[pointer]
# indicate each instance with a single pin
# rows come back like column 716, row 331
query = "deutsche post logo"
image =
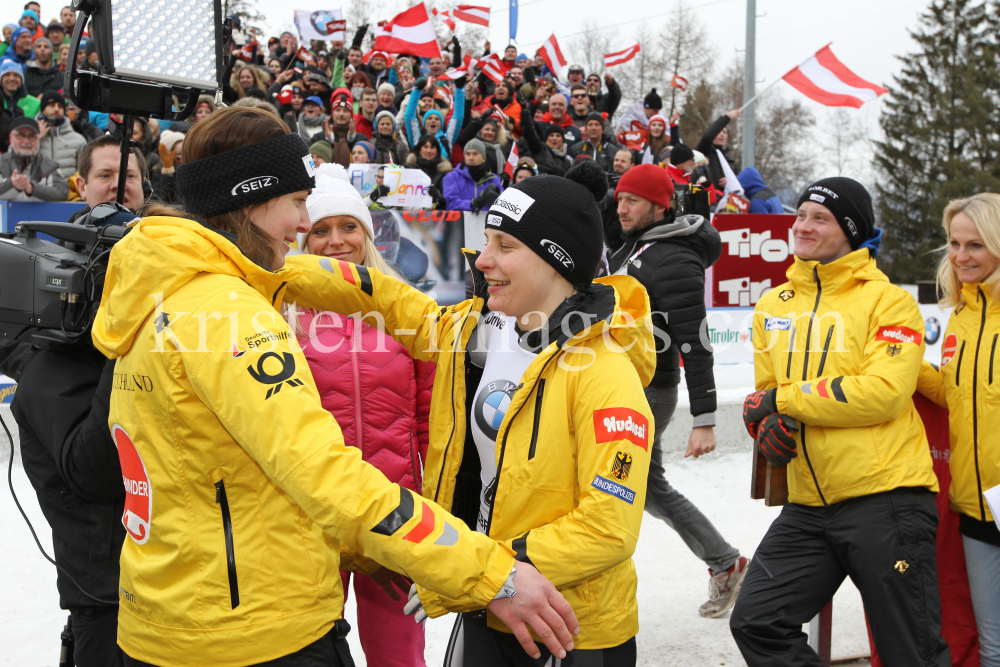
column 621, row 466
column 284, row 374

AIM - Please repeat every line of the entries above, substituting "marker" for "pin" and leaving everything else unchanged. Leave out the pictures.

CORRECT RESULT -
[pointer]
# indicate each instance with a single marker
# rows come back like column 716, row 331
query = "deutsche post logo"
image =
column 621, row 466
column 284, row 374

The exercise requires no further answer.